_Exercise materials_
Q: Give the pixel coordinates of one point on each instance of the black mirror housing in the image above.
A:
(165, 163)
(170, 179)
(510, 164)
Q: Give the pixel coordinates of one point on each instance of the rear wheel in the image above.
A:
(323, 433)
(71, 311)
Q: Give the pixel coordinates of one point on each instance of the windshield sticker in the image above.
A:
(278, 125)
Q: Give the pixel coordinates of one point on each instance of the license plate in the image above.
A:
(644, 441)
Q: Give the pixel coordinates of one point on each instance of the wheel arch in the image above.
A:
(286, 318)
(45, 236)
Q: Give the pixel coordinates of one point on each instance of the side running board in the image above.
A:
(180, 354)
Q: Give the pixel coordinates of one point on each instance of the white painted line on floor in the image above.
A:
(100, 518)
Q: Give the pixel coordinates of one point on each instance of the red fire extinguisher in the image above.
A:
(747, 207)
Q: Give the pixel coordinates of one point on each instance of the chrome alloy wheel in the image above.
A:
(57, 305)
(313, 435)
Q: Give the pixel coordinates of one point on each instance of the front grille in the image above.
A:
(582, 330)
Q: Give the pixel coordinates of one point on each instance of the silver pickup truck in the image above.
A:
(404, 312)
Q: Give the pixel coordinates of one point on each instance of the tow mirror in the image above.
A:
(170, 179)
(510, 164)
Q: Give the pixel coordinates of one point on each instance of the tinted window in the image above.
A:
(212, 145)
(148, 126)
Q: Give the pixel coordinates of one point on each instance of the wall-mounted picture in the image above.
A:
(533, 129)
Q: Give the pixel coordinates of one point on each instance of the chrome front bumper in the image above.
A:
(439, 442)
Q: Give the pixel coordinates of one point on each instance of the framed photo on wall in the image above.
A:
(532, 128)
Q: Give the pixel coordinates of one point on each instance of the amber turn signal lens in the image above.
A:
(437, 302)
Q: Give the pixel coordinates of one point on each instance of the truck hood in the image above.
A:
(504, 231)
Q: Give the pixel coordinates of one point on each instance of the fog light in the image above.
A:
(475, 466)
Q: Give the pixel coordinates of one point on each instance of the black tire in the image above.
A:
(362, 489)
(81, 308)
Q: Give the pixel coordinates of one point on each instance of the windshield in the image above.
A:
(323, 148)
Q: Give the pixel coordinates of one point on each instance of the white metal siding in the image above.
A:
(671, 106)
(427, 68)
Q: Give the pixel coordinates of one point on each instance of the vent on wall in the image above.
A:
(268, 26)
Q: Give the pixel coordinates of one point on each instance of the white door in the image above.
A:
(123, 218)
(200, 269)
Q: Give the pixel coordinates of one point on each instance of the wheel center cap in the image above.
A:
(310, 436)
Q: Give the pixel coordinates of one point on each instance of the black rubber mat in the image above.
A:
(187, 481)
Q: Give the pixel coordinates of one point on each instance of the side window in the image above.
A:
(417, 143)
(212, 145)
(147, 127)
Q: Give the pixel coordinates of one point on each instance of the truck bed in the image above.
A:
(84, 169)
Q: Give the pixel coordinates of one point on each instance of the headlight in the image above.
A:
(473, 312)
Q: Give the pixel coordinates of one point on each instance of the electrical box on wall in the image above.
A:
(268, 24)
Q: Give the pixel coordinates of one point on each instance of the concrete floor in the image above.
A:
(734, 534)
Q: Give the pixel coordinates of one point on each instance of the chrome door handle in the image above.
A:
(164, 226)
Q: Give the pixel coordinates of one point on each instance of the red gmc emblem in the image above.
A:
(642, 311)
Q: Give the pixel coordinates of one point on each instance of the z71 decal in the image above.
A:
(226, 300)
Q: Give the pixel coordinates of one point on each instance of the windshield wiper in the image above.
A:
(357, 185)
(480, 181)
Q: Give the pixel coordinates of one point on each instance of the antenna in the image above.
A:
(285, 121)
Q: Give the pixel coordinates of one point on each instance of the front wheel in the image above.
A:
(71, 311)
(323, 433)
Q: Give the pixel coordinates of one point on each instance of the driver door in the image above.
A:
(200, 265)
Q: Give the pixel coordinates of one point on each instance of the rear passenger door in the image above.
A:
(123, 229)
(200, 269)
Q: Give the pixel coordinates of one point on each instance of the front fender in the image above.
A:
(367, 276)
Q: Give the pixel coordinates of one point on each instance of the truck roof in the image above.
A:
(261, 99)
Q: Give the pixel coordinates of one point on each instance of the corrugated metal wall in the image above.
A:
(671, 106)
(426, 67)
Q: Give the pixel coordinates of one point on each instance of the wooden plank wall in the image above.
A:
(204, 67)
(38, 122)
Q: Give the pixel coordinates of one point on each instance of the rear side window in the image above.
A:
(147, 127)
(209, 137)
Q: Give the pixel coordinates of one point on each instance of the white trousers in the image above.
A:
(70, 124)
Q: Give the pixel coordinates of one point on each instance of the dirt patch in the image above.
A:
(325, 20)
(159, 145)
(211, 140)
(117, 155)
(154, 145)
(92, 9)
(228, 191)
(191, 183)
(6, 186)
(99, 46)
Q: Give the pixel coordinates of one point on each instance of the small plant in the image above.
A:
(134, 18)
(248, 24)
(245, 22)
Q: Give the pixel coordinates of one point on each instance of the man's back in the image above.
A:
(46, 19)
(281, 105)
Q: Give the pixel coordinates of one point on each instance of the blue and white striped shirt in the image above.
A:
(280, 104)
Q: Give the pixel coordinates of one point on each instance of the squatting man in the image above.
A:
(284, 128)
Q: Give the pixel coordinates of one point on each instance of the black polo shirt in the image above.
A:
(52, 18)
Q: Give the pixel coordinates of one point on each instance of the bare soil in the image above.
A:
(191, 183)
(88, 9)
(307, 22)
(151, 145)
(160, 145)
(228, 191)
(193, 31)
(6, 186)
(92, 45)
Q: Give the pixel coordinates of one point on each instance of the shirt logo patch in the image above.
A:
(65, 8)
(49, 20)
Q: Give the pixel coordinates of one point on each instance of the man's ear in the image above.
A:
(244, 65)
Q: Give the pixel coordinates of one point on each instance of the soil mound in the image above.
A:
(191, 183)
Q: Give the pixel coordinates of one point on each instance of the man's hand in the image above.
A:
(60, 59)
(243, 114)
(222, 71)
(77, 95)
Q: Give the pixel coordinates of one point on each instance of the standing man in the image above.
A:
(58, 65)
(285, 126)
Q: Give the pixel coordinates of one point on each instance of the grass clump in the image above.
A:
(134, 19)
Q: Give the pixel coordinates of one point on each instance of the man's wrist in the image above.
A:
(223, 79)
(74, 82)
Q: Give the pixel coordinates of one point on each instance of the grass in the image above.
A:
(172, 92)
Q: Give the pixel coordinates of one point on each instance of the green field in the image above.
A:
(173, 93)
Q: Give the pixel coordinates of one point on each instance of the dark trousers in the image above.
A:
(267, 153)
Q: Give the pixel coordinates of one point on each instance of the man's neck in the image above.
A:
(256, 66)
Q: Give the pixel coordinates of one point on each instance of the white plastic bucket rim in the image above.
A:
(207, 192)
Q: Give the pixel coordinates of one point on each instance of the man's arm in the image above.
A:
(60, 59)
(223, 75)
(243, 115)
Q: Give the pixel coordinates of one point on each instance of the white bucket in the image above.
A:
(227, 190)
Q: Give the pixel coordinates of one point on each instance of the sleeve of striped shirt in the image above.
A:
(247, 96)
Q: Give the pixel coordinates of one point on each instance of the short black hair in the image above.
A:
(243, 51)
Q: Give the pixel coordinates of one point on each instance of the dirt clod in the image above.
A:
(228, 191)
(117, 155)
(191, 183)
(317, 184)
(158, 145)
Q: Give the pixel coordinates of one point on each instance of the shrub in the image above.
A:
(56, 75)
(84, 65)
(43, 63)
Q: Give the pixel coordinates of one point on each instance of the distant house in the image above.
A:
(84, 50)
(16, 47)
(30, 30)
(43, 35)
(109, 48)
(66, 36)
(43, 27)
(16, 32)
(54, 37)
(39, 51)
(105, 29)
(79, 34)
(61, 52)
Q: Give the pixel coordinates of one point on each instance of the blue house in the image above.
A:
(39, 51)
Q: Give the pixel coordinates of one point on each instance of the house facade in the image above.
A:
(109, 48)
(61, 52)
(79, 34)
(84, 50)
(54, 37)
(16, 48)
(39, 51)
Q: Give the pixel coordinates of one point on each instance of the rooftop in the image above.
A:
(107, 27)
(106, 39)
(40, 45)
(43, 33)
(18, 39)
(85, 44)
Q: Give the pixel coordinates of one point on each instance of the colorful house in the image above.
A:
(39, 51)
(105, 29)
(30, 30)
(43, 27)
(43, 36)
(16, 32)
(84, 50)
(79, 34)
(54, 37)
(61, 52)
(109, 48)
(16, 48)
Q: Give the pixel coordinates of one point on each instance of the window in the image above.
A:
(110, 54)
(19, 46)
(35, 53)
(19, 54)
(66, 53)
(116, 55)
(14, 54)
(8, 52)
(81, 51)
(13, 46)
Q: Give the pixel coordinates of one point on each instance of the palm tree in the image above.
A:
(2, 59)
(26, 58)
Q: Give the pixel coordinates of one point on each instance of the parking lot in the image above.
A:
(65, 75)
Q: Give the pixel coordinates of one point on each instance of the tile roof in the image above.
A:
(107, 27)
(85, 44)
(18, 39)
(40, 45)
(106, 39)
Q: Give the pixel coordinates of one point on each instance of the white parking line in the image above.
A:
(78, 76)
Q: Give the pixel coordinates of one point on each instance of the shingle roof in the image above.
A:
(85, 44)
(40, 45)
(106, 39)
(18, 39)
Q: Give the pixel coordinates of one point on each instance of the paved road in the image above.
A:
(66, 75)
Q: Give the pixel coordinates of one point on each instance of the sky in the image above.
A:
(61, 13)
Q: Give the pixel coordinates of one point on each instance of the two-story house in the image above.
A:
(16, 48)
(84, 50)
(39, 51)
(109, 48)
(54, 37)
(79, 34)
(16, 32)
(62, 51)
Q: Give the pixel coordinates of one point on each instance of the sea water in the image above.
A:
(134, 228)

_Work task_
List, from the entries above, every line in which the word "parking" shows up.

_Your solution_
Q: Give the pixel coordinates of one point on each instance of the parking lot in the image above.
Q: Give the pixel coordinates of one point on each instance of the white parking line in the image above.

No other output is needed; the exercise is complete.